_Rumusan Masalah_
Ambil setiap baris dari daftar di bawah yang memuat kata "white". Huruf besar dan kecil dibedakan.

_Baris Data_
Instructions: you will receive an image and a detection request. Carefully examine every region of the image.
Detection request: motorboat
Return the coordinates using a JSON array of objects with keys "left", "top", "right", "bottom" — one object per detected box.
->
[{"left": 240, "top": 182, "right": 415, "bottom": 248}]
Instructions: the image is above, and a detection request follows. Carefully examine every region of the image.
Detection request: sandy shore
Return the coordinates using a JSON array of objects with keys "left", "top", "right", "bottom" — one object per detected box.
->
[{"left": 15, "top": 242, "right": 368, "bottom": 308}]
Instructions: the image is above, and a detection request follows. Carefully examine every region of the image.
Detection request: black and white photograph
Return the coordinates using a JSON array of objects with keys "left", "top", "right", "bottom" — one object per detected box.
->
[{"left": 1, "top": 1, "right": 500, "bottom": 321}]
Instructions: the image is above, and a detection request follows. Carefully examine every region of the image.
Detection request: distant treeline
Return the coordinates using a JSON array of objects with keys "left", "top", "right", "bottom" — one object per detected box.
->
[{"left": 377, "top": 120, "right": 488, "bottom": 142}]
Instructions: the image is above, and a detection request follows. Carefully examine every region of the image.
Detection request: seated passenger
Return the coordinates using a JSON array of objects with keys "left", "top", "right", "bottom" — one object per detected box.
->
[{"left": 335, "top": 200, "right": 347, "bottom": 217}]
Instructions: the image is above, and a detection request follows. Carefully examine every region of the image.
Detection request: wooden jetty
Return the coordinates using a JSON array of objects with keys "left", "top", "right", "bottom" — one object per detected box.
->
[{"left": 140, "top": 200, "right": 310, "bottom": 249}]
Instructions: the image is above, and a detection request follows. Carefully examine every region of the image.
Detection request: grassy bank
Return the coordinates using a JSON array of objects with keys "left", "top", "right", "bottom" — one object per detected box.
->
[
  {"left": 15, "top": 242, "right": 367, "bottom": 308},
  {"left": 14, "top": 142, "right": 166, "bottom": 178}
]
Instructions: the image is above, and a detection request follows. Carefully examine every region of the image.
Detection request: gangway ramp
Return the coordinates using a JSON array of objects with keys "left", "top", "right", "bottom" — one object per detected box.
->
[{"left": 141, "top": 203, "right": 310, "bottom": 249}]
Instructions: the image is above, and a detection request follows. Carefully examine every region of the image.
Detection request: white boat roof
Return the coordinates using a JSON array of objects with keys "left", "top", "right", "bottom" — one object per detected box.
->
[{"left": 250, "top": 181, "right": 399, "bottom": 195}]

_Hasil_
Detection request: black and white photograph
Detection request: white boat roof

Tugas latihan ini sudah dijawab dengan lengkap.